Required action:
Repeat exactly, and only, the lines running from the one that holds "the elk hind" to the end of the records.

Records:
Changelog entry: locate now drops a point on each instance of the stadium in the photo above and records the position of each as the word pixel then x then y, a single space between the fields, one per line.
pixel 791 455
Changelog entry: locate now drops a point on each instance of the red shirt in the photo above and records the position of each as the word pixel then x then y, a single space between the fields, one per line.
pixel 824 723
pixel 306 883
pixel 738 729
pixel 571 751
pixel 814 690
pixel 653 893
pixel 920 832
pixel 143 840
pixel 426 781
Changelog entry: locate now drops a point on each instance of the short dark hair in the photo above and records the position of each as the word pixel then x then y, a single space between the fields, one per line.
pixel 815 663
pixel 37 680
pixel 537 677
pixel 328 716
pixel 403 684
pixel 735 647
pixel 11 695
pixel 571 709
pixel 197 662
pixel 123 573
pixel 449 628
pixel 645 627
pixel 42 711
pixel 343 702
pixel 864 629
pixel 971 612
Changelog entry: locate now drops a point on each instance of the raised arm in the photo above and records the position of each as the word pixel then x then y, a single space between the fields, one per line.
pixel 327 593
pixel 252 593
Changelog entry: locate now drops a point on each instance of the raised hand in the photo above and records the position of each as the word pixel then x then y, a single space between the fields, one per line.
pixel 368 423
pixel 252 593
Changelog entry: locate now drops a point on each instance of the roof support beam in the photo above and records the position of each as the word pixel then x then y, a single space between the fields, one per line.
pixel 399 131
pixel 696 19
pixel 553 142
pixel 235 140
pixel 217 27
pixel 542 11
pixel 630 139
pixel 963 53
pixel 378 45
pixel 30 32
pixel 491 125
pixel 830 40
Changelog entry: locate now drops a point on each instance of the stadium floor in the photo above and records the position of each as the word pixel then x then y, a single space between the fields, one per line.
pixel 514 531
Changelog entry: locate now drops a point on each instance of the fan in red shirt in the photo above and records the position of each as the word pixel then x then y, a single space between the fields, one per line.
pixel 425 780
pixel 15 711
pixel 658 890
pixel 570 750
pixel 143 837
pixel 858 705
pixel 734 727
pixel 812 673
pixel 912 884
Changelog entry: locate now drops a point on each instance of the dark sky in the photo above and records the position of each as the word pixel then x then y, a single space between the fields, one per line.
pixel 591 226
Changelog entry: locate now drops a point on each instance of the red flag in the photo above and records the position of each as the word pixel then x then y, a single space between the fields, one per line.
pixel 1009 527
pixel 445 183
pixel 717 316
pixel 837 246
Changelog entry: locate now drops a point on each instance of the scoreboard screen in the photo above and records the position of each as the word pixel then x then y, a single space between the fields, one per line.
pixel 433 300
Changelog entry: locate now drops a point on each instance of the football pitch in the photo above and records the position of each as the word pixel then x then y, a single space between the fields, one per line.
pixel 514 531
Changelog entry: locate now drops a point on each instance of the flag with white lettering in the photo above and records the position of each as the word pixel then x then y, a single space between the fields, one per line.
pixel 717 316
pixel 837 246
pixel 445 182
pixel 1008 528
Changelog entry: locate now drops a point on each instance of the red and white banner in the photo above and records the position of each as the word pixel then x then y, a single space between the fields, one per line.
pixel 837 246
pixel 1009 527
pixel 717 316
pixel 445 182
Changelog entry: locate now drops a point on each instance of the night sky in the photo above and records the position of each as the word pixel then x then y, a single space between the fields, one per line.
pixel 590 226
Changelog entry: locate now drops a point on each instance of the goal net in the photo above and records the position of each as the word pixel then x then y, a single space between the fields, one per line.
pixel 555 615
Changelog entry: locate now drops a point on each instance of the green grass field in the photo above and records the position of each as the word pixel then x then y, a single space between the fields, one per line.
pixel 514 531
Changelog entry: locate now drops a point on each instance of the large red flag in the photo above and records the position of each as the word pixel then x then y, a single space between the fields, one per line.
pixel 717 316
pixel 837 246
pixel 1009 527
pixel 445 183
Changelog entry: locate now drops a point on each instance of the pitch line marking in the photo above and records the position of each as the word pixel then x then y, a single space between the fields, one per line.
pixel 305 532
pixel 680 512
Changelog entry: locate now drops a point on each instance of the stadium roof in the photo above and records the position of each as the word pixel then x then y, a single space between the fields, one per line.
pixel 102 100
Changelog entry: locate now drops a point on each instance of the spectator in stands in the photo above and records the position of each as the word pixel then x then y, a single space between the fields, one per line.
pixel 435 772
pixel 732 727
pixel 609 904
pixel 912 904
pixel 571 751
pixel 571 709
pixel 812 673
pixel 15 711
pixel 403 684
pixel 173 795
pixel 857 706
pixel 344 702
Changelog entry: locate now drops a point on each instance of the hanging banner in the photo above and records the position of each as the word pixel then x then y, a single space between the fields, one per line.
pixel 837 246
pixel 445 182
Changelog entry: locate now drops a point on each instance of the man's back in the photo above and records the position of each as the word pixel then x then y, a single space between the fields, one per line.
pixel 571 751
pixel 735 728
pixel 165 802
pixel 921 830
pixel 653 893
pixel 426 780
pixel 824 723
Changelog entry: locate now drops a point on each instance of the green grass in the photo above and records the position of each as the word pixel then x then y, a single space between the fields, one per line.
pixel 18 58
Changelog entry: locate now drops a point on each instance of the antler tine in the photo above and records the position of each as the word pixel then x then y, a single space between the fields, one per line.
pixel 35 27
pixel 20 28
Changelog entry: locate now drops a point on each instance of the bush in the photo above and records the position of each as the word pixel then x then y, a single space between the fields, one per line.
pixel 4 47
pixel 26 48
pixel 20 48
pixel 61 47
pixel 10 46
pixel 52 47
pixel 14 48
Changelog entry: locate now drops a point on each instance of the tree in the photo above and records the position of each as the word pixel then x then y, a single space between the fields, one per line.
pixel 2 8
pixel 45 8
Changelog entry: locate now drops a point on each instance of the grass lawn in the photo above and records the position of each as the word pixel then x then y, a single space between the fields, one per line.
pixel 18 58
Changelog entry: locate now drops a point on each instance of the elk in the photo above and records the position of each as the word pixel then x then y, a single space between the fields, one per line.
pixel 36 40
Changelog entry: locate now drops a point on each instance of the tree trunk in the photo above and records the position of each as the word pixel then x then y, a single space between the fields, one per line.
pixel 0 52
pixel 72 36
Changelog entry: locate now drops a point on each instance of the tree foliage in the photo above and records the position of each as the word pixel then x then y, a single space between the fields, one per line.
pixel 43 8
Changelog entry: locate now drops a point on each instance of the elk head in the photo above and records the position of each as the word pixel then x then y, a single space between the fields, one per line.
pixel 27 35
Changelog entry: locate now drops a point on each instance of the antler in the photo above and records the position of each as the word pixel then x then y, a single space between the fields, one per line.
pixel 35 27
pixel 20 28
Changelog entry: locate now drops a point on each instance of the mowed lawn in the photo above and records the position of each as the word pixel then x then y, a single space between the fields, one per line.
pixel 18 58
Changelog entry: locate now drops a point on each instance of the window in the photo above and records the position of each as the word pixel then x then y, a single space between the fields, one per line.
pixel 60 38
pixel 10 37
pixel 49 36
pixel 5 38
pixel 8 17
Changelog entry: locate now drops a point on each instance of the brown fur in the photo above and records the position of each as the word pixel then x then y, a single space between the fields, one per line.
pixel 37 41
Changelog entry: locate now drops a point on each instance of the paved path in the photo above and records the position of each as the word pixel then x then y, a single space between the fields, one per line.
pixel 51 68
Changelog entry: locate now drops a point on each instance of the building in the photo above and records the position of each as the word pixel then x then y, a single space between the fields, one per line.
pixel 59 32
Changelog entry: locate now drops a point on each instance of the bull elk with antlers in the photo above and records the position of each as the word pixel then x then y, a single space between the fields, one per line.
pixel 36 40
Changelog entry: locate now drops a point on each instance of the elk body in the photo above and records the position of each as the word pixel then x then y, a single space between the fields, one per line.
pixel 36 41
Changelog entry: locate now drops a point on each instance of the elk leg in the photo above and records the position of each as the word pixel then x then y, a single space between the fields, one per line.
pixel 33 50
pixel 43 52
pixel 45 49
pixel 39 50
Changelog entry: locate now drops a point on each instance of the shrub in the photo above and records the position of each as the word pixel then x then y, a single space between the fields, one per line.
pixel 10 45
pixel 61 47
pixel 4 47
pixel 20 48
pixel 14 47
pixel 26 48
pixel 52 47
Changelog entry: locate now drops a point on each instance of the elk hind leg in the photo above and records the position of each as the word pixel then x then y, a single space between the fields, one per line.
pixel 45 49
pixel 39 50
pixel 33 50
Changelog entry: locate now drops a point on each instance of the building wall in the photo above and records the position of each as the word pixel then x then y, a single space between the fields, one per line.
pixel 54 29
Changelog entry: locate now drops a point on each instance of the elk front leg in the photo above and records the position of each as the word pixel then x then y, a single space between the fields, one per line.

Problem solution:
Changelog entry: locate now drops a point on each instance of the elk hind leg in the photo above and records the position of each as the word pixel then x then y, a single space between the fields, one per line.
pixel 45 49
pixel 39 50
pixel 33 50
Changelog entry: locate now drops a point on each instance of the building wall in the photo above and records the position of each as the word pixel then x then y, a single space between the fields, one per line.
pixel 54 29
Changelog entry: locate now drops a point on each instance of the elk front leg in the photo above and records the position of each as the word pixel then x then y, a single space between the fields, one per line.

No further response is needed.